STATED EXERCISE 1 ▸ List each problem that the passage on litigation time limits says may arise once a case has gone stale.
STATED EXERCISE 2 ▸ According to the passage on litigation time limits, in which report had the further arguments supporting the Bill already been raised?
STATED EXERCISE 3 ▸ Continue the passage on litigation time limits, starting right after its final sentence.

The court continues:

Rules that limit the time during which litigation may be launched are common in our legal system as well as many others. Inordinate delays in litigating damage the interests of justice. They protract the disputes over the rights and obligations sought to be enforced, prolonging the uncertainty of all concerned about their affairs. Nor, in the end, is it always possible to adjudicate satisfactorily on cases that have gone stale. By then, witnesses may no longer be available to testify. The memories of one whose testimony can still be obtained may have faded and become unreliable. Documentary evidence may have disappeared. Such rules prevent procrastination and the harmful consequences of it. They, thus, serve a purpose to which no exception in principle can cogently be taken.

Further arguments that could be raised in support of the provisions of the Bill, and which have already been raised in the SA Law Commission’s 1985 report, are, amongst others, the following. Organs of the state are obliged by law to follow cautious and sometimes cumbersome procedures. Organs of state operate on an annual budget and must be notified of possible claims as soon as possible. Organs of state need time to deliberate and consider questions of policy and the possibility of settlements. If a settlement can be arrived at, unnecessary costs are saved. Organs of state act in the public interest and not for gain. Certain organs of state are obliged by law to render services in the public interest which expose them to actions. Because public funds are involved, organs of state must guard against unfounded claims.

I am aware that, over the years, some judges have drawn attention to the adverse effect on claimants of requirements like those provided for in the Bill. Mr Justice Innes then a judge of the Appellate Division, described them in Benning v Union Government as conditions which clog the ordinary right of an aggrieved person to seek the assistance of a court of law''. In Avex Air v Borough of Vryheid, Mr Justice Botha, then a judge of the Appellate Division, referred to them ashampering as it does the ordinary rights of an aggrieved person to seek the assistance of the courts’’.

DATASET EXTRACT ▸
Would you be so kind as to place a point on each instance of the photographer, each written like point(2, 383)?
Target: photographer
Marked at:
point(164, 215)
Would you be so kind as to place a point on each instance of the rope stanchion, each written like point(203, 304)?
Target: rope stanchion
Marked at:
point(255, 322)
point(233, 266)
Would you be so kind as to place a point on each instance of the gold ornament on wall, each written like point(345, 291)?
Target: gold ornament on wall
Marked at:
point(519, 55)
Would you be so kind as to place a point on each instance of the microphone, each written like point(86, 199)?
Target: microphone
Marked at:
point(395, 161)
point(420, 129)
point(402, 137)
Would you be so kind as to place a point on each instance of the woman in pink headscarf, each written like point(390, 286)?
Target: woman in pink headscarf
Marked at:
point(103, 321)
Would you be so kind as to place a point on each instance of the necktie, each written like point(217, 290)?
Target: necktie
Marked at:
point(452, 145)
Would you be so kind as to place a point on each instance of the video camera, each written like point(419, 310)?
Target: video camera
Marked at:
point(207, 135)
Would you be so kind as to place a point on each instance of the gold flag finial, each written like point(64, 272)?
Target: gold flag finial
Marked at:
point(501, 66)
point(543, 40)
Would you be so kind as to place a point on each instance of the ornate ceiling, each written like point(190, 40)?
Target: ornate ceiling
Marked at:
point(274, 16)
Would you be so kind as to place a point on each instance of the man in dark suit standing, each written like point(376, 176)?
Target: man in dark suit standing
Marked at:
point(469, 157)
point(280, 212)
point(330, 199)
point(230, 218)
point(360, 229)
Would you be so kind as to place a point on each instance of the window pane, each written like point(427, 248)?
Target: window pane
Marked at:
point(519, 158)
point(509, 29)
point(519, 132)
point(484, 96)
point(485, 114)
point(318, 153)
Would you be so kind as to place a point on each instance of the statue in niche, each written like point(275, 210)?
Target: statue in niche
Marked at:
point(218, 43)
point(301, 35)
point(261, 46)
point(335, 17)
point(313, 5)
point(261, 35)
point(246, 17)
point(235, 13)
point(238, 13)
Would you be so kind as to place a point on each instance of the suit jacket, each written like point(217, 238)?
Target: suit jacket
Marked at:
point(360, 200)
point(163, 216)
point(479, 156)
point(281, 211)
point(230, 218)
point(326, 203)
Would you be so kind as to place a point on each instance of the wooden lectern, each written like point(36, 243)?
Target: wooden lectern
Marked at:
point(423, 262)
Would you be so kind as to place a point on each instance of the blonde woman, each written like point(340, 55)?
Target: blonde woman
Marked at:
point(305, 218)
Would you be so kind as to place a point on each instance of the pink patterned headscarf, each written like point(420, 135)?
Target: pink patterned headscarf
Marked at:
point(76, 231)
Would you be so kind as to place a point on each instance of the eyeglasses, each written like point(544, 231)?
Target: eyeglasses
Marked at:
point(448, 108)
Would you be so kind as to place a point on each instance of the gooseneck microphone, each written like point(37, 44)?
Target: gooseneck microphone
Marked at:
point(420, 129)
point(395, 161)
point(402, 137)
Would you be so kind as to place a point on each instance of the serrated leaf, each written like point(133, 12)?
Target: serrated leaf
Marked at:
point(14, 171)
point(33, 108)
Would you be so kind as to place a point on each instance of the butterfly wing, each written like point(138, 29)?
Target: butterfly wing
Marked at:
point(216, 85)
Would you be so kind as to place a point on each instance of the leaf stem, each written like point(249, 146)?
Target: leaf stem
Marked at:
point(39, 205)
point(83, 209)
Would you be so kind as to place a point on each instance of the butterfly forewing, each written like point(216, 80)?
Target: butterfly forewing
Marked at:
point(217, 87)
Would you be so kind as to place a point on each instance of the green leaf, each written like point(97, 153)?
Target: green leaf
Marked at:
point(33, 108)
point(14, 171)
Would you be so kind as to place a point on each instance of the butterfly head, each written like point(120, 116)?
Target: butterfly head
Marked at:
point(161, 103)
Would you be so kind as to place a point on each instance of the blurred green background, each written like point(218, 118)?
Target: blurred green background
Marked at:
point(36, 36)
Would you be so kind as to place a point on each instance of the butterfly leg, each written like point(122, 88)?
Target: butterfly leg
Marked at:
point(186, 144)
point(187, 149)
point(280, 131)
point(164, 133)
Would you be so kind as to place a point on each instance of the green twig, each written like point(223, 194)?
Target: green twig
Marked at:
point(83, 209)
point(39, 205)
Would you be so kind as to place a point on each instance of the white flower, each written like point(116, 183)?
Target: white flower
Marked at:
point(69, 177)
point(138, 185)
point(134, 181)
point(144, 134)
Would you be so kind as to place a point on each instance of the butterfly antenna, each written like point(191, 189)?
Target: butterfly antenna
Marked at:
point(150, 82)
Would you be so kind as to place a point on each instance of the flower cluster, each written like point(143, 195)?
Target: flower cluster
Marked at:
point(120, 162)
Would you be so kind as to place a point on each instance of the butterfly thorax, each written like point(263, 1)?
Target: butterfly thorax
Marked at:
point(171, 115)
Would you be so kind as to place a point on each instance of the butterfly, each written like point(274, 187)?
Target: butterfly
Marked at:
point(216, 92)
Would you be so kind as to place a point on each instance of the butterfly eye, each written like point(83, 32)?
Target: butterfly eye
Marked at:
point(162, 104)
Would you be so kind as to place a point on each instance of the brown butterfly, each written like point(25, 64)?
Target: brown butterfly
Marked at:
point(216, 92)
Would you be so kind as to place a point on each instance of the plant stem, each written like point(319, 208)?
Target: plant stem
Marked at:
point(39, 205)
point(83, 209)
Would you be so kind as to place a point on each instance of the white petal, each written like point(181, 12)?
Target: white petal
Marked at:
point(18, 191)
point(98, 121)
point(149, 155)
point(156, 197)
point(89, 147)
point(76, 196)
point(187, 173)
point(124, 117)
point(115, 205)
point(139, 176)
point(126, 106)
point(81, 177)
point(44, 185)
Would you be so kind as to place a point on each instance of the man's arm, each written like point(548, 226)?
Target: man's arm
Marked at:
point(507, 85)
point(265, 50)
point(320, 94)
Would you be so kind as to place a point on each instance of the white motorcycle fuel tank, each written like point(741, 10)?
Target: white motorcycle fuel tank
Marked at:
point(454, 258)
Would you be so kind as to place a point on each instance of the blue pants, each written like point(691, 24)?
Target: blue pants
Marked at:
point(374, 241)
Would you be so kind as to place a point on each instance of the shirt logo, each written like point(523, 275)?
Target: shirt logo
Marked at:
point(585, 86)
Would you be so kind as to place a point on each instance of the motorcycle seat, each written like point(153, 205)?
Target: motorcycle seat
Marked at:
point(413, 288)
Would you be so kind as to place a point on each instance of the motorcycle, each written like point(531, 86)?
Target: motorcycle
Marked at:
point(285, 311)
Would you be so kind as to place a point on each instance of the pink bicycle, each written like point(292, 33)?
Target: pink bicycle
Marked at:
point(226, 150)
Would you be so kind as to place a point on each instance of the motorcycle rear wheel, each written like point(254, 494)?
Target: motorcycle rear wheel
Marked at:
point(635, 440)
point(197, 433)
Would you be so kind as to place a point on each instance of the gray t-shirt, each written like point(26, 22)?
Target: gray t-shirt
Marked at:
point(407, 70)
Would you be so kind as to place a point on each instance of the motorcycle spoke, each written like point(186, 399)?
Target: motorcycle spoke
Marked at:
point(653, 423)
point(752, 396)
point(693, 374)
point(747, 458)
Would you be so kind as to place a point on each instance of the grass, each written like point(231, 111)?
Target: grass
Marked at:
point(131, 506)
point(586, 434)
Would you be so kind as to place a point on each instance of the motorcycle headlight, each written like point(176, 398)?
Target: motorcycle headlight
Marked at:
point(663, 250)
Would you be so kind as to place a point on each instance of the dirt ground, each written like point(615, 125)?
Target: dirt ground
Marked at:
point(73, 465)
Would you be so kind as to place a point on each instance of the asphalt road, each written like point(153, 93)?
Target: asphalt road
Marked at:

REPLY 1 ▸
- Witnesses may no longer be available to testify.
- The memories of a witness whose testimony can still be obtained may have faded and become unreliable.
- Documentary evidence may have disappeared.

REPLY 2 ▸ The SA Law Commission's 1985 report.

REPLY 3 ▸
I also realise that certain counterarguments could also be raised against the provisions of the Bill. For example, organs of state are not the only defendants who have extensive activities and a fluctuating workforce. Large companies experience the same problems, but do not enjoy special protection. Although it is in the public interest that public funds should not be wasted, it is also in the public interest that well-founded claims should not fail as a result of strict procedural requirements.

Although these counterarguments may be valid, I am of the opinion, and I think that members of this House will agree with me, that when the pros and cons of the provisions of the Bill are considered, one can come to no other conclusion than that the advantages of those provisions far outweigh any disadvantage which they may have. I also agree with the Constitutional Court’s remark in the Mohlomi case that rules that limit the time during which litigation may be launched, such as the provisions of this Bill, serve a purpose to which no exception in principle can cogently be taken. Furthermore, it is important to know that the Bill empowers the court, upon application by a creditor, and if certain requirements are met, to condone such creditor’s failure to comply with the notice requirements provided for in the Bill.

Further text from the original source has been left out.